Supplied records>
>> Begin
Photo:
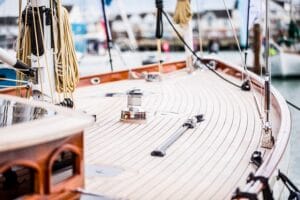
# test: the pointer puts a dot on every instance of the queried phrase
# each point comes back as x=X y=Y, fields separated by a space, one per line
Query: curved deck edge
x=271 y=162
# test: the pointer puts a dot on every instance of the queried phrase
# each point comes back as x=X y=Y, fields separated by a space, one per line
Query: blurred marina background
x=132 y=25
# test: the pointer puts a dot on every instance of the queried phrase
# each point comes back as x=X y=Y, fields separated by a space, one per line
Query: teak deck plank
x=207 y=162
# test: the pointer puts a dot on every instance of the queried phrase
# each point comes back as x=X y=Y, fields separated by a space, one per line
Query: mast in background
x=108 y=35
x=267 y=138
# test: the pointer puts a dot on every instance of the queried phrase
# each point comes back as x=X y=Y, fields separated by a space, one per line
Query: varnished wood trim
x=28 y=164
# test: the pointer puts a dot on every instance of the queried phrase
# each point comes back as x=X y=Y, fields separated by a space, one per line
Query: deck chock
x=246 y=85
x=189 y=124
x=256 y=158
x=246 y=195
x=267 y=192
x=294 y=191
x=67 y=102
x=267 y=137
x=134 y=111
x=152 y=76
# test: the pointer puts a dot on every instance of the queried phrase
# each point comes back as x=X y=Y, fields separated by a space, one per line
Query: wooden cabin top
x=28 y=123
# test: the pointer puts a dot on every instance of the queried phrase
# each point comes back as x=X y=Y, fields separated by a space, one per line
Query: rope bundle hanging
x=67 y=75
x=65 y=60
x=183 y=13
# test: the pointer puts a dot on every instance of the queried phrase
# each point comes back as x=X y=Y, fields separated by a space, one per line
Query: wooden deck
x=208 y=162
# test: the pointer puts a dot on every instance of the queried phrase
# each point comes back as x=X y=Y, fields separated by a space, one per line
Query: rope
x=183 y=13
x=67 y=64
x=13 y=80
x=65 y=60
x=293 y=105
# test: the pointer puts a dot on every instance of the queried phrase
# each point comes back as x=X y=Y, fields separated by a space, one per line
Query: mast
x=108 y=35
x=42 y=57
x=247 y=34
x=267 y=140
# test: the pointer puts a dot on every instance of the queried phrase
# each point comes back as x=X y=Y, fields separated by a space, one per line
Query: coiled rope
x=65 y=60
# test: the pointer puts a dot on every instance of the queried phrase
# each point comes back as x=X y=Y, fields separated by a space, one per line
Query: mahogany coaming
x=41 y=157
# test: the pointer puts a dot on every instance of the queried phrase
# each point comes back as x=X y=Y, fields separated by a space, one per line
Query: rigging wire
x=293 y=105
x=194 y=53
x=244 y=60
x=208 y=67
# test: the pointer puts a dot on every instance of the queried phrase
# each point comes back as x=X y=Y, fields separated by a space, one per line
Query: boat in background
x=160 y=131
x=284 y=63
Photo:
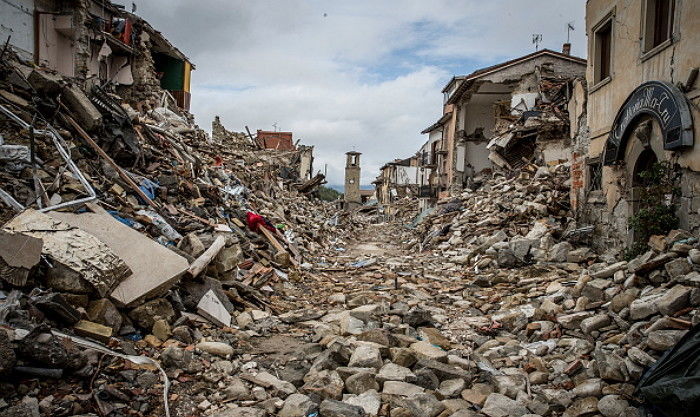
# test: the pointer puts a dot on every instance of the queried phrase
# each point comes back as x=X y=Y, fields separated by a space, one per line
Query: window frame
x=599 y=81
x=646 y=49
x=591 y=164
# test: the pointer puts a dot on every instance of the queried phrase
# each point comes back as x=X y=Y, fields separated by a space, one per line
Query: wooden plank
x=205 y=259
x=123 y=175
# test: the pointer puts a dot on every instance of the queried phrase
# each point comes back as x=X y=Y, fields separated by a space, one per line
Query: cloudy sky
x=361 y=75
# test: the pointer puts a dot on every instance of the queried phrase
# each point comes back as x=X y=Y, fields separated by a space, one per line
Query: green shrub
x=657 y=211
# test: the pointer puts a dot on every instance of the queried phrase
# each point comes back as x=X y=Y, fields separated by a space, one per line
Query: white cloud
x=367 y=76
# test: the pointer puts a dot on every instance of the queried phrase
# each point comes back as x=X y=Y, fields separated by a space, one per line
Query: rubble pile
x=534 y=135
x=133 y=224
x=506 y=222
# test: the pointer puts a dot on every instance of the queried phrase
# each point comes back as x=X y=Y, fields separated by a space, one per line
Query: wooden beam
x=205 y=259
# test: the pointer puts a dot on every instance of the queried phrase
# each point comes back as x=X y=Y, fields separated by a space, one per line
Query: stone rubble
x=492 y=305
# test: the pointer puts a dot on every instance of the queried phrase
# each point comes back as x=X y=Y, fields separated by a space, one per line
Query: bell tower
x=352 y=180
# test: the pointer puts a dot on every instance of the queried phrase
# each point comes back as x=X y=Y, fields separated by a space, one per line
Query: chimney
x=566 y=49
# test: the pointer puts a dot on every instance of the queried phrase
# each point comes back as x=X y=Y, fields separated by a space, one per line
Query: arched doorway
x=645 y=161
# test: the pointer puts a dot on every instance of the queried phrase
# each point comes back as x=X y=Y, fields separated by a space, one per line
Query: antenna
x=569 y=28
x=536 y=39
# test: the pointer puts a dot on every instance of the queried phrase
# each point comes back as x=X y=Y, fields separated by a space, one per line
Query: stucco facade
x=630 y=111
x=481 y=106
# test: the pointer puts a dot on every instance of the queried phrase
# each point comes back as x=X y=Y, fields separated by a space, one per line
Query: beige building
x=352 y=195
x=642 y=103
x=475 y=133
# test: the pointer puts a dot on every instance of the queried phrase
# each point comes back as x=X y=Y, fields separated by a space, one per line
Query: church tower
x=352 y=180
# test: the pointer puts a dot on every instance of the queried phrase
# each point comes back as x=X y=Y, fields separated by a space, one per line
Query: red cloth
x=255 y=221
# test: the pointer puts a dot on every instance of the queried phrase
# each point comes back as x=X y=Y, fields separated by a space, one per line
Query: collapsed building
x=500 y=117
x=95 y=43
x=396 y=180
x=641 y=108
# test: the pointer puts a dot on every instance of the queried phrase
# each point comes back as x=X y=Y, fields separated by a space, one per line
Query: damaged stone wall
x=146 y=87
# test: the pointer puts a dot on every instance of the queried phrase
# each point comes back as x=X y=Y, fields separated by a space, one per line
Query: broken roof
x=503 y=65
x=160 y=42
x=441 y=121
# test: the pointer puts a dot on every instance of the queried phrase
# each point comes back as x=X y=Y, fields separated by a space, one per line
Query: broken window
x=658 y=22
x=595 y=175
x=603 y=50
x=433 y=152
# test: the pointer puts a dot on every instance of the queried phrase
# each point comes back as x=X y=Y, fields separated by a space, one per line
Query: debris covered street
x=152 y=267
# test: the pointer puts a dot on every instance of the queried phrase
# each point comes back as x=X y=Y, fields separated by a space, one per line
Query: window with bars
x=595 y=176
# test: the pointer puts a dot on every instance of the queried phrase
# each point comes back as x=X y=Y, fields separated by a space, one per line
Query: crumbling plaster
x=630 y=67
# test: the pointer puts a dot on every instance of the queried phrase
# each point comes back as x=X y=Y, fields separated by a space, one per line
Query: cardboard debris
x=93 y=330
x=154 y=267
x=213 y=309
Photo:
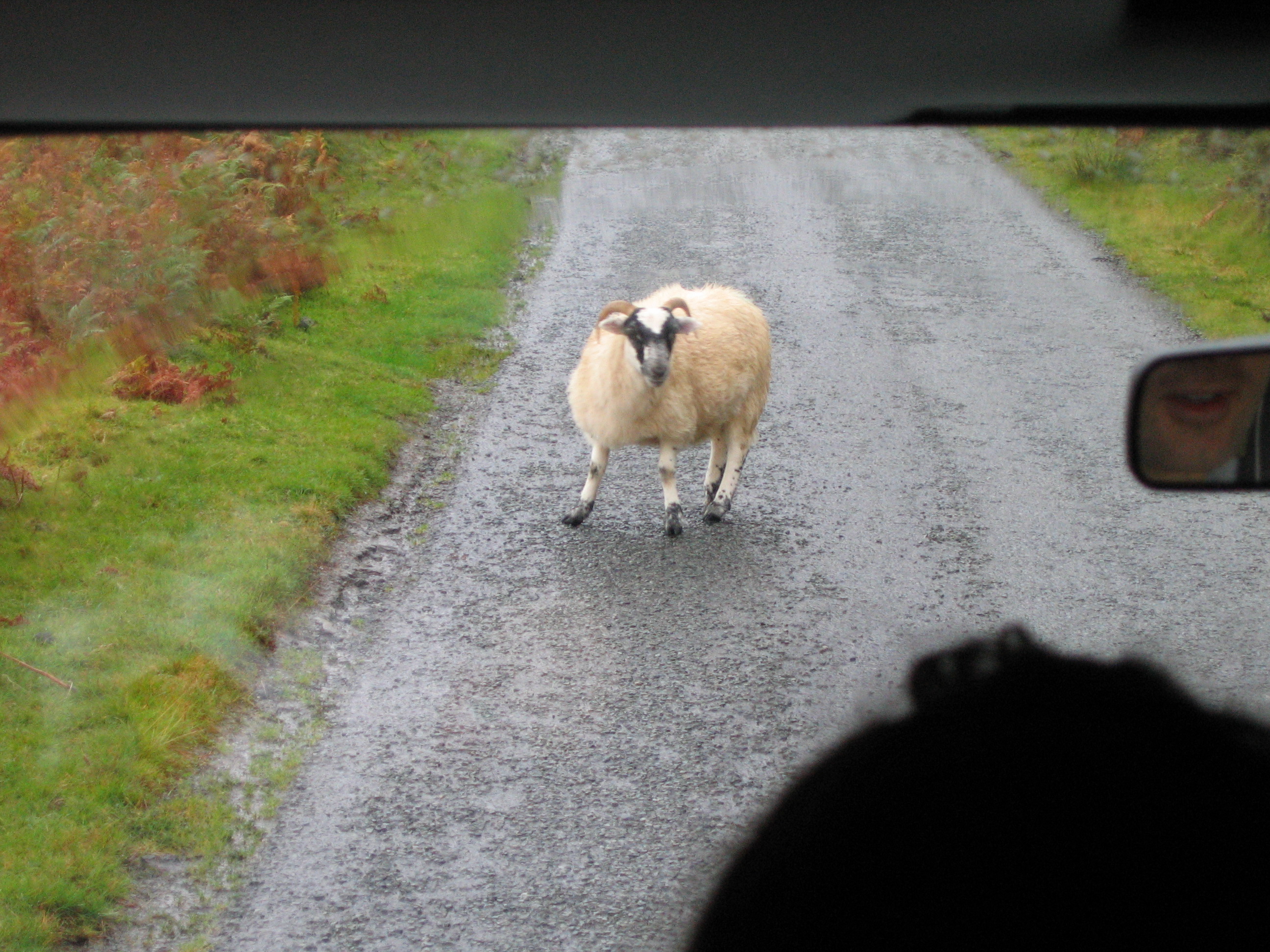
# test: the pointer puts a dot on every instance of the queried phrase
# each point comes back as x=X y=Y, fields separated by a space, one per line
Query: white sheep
x=652 y=378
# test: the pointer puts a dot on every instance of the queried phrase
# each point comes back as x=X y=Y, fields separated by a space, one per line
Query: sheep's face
x=651 y=332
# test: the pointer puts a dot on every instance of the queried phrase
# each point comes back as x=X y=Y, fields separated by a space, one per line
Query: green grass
x=170 y=541
x=1169 y=206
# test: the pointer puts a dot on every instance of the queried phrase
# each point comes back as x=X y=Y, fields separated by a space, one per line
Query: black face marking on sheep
x=652 y=333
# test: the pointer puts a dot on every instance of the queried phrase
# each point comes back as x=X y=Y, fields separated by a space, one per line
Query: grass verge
x=167 y=541
x=1169 y=202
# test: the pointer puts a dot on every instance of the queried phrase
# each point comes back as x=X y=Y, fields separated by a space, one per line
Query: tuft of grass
x=168 y=541
x=1181 y=211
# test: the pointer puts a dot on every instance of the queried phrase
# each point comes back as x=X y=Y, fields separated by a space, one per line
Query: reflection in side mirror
x=1198 y=418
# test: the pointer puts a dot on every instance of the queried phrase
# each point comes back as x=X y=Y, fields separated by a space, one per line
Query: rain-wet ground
x=558 y=736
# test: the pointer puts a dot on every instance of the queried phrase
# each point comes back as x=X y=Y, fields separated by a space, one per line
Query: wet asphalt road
x=562 y=733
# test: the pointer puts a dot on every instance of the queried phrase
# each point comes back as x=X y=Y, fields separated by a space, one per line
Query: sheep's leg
x=738 y=446
x=666 y=470
x=714 y=473
x=599 y=464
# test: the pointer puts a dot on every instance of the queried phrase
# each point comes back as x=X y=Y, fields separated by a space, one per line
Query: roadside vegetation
x=1188 y=210
x=207 y=351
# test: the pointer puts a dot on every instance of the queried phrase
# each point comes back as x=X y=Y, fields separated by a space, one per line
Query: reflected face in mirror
x=1196 y=414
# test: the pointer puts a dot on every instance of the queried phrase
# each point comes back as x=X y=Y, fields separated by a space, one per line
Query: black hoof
x=578 y=516
x=717 y=509
x=674 y=524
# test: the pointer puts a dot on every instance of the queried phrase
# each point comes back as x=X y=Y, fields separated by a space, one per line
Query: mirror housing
x=1199 y=418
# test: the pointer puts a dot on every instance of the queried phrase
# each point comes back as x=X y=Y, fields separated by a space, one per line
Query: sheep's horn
x=616 y=308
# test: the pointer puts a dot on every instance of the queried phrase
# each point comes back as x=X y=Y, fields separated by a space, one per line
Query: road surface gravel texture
x=561 y=734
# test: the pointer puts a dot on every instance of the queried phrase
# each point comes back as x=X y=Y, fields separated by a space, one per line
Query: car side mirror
x=1199 y=418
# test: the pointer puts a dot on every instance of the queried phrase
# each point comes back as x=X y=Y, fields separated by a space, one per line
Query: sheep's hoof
x=717 y=509
x=674 y=526
x=580 y=515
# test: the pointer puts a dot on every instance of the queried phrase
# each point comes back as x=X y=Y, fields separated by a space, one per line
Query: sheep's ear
x=614 y=324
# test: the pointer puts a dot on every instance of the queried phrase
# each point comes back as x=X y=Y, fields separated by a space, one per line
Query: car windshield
x=293 y=418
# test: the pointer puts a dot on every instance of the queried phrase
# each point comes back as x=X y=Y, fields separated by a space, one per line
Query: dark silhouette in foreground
x=1029 y=798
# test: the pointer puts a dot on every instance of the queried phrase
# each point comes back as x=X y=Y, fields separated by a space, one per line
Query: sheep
x=677 y=368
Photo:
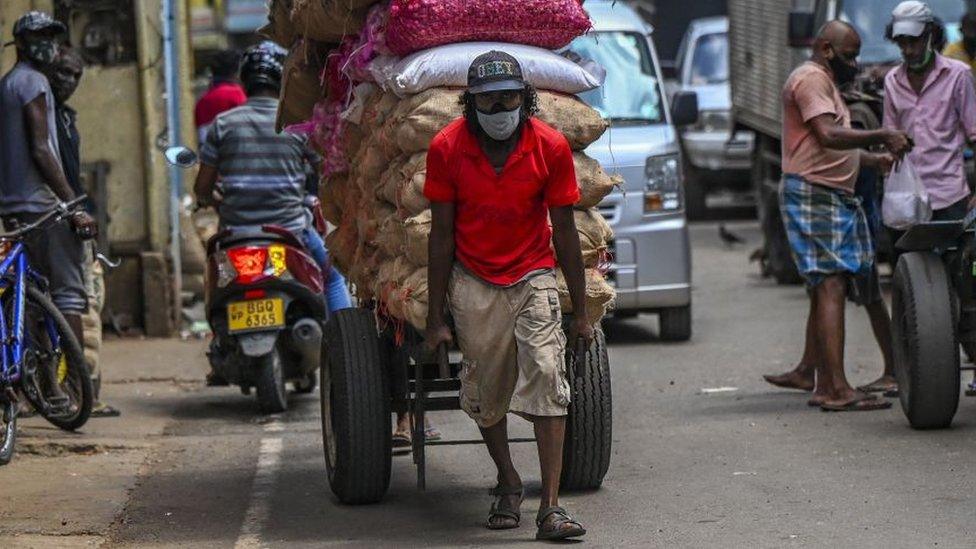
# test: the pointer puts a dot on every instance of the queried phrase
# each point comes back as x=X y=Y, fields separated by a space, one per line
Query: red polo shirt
x=501 y=223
>> End
Exercise goal> Copy the items from the very beginning through the line containing "x=207 y=162", substituting "marker" for "pointer" and keeping everything else as is. Omit the pictures from your copy.

Completed task>
Photo:
# test: the marker puts a dot on every instance of the queried phrase
# each point comes back as x=X y=Y, fields separated by a space, one per line
Query: curved deck edge
x=271 y=162
# test: the marker puts a dot on every instance of the queried phrase
# each point comes back as x=X y=Y, fields separated by a space, one per line
Query: blurred marina background
x=132 y=25
# test: the marker puts a dot on every instance of the queried phrase
# each point comes back as x=X y=Y, fields separated by a space, one per line
Query: teak deck plank
x=207 y=162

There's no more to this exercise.